>> Start Material provided

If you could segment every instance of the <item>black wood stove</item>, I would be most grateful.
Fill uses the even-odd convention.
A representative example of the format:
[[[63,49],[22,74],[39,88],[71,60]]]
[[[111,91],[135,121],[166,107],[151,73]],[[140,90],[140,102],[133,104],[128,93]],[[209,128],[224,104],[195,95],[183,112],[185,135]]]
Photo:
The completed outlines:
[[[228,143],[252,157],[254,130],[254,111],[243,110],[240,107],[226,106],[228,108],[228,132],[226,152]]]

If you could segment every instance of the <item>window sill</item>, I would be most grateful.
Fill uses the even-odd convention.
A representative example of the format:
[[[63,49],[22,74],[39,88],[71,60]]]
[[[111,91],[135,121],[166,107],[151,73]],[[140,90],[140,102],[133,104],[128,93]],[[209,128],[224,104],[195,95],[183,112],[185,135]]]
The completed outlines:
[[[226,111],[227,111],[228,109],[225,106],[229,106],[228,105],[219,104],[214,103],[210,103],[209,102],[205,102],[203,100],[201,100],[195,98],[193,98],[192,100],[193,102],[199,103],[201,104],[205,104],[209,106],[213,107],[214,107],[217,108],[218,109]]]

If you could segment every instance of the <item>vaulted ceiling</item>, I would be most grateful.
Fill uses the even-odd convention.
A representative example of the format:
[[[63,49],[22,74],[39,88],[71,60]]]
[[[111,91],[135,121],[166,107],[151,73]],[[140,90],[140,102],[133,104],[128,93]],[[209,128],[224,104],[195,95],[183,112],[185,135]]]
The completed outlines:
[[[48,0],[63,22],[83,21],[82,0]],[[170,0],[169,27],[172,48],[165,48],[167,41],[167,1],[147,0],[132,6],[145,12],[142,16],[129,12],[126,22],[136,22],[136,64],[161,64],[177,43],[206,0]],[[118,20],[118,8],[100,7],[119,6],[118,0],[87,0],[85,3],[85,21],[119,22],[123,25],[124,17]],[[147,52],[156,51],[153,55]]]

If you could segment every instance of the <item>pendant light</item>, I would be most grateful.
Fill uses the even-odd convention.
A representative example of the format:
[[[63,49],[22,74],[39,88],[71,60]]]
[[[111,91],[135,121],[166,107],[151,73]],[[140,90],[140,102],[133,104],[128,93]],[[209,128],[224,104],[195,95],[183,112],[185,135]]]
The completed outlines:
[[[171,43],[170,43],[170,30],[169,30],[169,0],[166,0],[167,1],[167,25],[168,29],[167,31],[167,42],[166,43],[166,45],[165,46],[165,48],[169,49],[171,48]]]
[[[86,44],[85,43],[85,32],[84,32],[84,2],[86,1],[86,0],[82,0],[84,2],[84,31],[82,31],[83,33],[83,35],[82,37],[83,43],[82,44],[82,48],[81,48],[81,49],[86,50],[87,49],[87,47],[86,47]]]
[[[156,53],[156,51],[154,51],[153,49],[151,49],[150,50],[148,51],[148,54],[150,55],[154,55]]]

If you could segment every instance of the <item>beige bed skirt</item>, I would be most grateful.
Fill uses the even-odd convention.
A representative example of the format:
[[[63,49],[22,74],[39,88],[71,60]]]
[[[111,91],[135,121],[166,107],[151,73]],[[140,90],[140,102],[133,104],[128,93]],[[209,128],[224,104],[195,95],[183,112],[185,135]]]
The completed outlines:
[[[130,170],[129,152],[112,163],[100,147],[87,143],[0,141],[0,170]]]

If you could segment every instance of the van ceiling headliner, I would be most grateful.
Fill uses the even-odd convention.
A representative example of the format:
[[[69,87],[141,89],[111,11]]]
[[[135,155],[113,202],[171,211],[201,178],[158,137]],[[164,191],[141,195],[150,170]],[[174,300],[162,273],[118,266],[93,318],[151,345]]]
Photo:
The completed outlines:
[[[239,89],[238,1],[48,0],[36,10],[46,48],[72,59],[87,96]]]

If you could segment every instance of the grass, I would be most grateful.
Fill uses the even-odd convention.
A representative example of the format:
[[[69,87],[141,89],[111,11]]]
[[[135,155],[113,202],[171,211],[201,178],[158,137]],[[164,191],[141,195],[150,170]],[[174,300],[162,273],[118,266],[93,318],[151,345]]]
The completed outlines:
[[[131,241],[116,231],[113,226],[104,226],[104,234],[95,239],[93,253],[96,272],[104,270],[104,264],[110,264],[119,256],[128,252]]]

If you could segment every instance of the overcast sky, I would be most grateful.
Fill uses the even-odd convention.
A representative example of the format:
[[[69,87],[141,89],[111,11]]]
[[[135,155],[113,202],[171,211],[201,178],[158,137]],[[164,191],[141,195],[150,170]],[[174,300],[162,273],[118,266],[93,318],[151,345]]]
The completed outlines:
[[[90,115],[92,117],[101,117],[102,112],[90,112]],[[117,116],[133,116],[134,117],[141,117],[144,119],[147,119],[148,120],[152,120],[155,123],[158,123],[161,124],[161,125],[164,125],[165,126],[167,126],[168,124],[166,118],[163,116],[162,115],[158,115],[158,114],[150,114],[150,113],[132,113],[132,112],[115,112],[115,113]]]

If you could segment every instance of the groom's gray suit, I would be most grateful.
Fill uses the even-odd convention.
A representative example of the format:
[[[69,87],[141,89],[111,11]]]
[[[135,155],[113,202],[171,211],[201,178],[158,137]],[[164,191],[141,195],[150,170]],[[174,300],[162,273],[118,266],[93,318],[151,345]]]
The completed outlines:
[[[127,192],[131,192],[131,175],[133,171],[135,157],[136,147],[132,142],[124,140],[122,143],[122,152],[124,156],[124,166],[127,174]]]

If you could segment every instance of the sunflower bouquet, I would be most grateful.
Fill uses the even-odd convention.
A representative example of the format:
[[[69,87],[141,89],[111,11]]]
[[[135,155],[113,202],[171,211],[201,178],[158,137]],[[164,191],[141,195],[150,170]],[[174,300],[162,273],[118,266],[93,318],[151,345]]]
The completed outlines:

>> End Material provided

Work to do:
Write out every entry again, keeping each line exactly the same.

Exercise result:
If you could segment every instance of the <item>black wood stove</item>, I would be most grateful.
Fill uses the even-odd convention.
A representative example of the format:
[[[63,49],[22,74],[39,88],[71,60]]]
[[[111,91],[135,121],[166,107],[151,73]],[[140,90],[140,102],[133,104],[128,93]],[[209,128],[224,104],[195,95],[183,112],[185,135]]]
Photo:
The completed outlines:
[[[228,143],[252,157],[254,130],[254,111],[243,110],[240,107],[226,106],[228,108],[228,132],[226,152]]]

If you could segment every instance of the <item>window sill</item>, I would be most grateful.
Fill uses the even-odd convention.
A representative example of the format:
[[[63,49],[22,74],[39,88],[71,60]]]
[[[111,91],[135,121],[166,107],[151,73]],[[140,90],[140,102],[133,104],[128,93]],[[209,128],[224,104],[195,95],[183,112],[185,135]]]
The completed outlines:
[[[226,111],[227,111],[228,109],[225,106],[229,106],[228,105],[219,104],[214,103],[210,103],[209,102],[205,102],[203,100],[201,100],[195,98],[193,98],[192,100],[193,102],[199,103],[201,104],[205,104],[209,106],[213,107],[214,107],[217,108],[218,109]]]

If you could segment every instance of the <item>vaulted ceiling</item>, I would be most grateful.
Fill uses the even-odd convention.
A representative example of the format:
[[[63,49],[22,74],[39,88],[71,60]]]
[[[111,91],[135,121],[166,107],[151,73]],[[140,90],[140,102],[133,104],[128,93]],[[209,128],[224,104],[195,95],[183,112],[185,135]]]
The completed outlines:
[[[48,0],[63,22],[83,21],[82,0]],[[170,0],[169,27],[172,48],[165,48],[167,41],[167,1],[147,0],[132,6],[145,12],[142,16],[129,12],[126,22],[136,22],[136,64],[161,64],[177,43],[206,0]],[[118,20],[118,8],[100,7],[119,6],[118,0],[87,0],[85,3],[85,21],[119,22],[123,25],[124,17]],[[147,52],[156,51],[153,55]]]

If you could segment every instance of the <item>pendant light</item>, I would be most grateful.
Fill uses the even-odd convention.
A representative example of the format:
[[[63,49],[22,74],[39,88],[71,60]]]
[[[111,91],[135,121],[166,107],[151,73]],[[140,90],[140,102],[133,104],[128,93]],[[209,128],[224,104],[195,95],[183,112],[185,135]]]
The completed outlines:
[[[171,43],[170,43],[170,30],[169,30],[169,0],[166,0],[167,1],[167,25],[168,29],[167,31],[167,42],[166,43],[166,45],[165,46],[165,48],[169,49],[171,48]]]
[[[86,44],[85,43],[85,32],[84,32],[84,2],[86,1],[86,0],[82,0],[84,2],[84,31],[82,31],[83,33],[83,35],[82,37],[83,43],[82,44],[82,48],[81,48],[81,49],[86,50],[87,49],[87,47],[86,47]]]
[[[156,53],[156,51],[154,51],[153,49],[151,49],[150,50],[148,51],[148,54],[150,55],[154,55]]]

If you could segment every instance of the <item>beige bed skirt</item>, I would be most grateful.
Fill uses the even-odd convention.
A representative example of the format:
[[[63,49],[22,74],[39,88],[71,60]]]
[[[111,91],[135,121],[166,107],[151,73]],[[140,90],[140,102],[133,104],[128,93]],[[209,128],[224,104],[195,95],[183,112],[185,135]]]
The completed outlines:
[[[130,170],[129,152],[112,163],[100,147],[87,143],[0,141],[0,170]]]

If you could segment every instance of the van ceiling headliner, I would be most grateful.
Fill uses the even-odd convention.
A representative example of the format:
[[[69,87],[141,89],[111,11]]]
[[[135,155],[113,202],[171,211],[201,178],[158,137]],[[164,191],[141,195],[150,170]],[[174,300],[162,273],[118,266],[93,318],[151,345]]]
Photo:
The completed outlines:
[[[239,89],[238,1],[48,0],[36,10],[46,48],[72,59],[87,96]]]

If you could segment every instance of the grass, I would be most grateful.
Fill uses the even-odd convention.
A representative example of the format:
[[[69,87],[141,89],[111,11]]]
[[[135,155],[113,202],[171,211],[201,178],[158,137]],[[164,191],[141,195],[150,170]],[[174,300],[162,273],[118,266],[93,318],[151,345]]]
The completed outlines:
[[[131,241],[116,231],[113,226],[104,226],[104,234],[95,239],[93,253],[96,272],[104,270],[104,264],[110,264],[119,256],[128,252]]]

If you could segment every instance of the overcast sky, I would be most grateful.
Fill uses the even-odd convention.
A representative example of the format:
[[[69,87],[141,89],[111,11]]]
[[[135,155],[113,202],[171,211],[201,178],[158,137]],[[164,191],[141,195],[150,170]],[[174,300],[162,273],[118,266],[93,318],[151,345]]]
The completed outlines:
[[[90,115],[92,117],[101,117],[102,112],[90,112]],[[117,116],[133,116],[134,117],[141,117],[144,119],[147,119],[148,120],[152,120],[155,123],[158,123],[161,124],[161,125],[164,125],[165,126],[167,126],[168,124],[166,118],[163,116],[162,115],[158,115],[158,114],[150,114],[150,113],[132,113],[132,112],[115,112],[115,113]]]

If you could segment every instance of the groom's gray suit, I would be most grateful.
Fill uses the even-odd convention.
A representative example of the format:
[[[69,87],[141,89],[111,11]]]
[[[135,155],[113,202],[171,211],[201,178],[158,137]],[[164,191],[141,195],[150,170]],[[174,300],[162,273],[118,266],[93,318],[151,345]]]
The completed outlines:
[[[127,192],[131,192],[131,175],[133,171],[135,157],[136,147],[132,142],[124,140],[122,143],[122,152],[124,156],[124,166],[127,174]]]

If you could segment every instance of the sunflower bouquet, I would be most grateful.
Fill uses the even-odd convention.
A representative example of the format:
[[[69,87],[141,89],[111,11]]]
[[[135,155],[113,202],[171,211],[201,178],[158,137]],[[164,191],[141,195],[150,170]],[[174,300],[162,273],[118,266],[93,318],[151,345]]]
The completed outlines:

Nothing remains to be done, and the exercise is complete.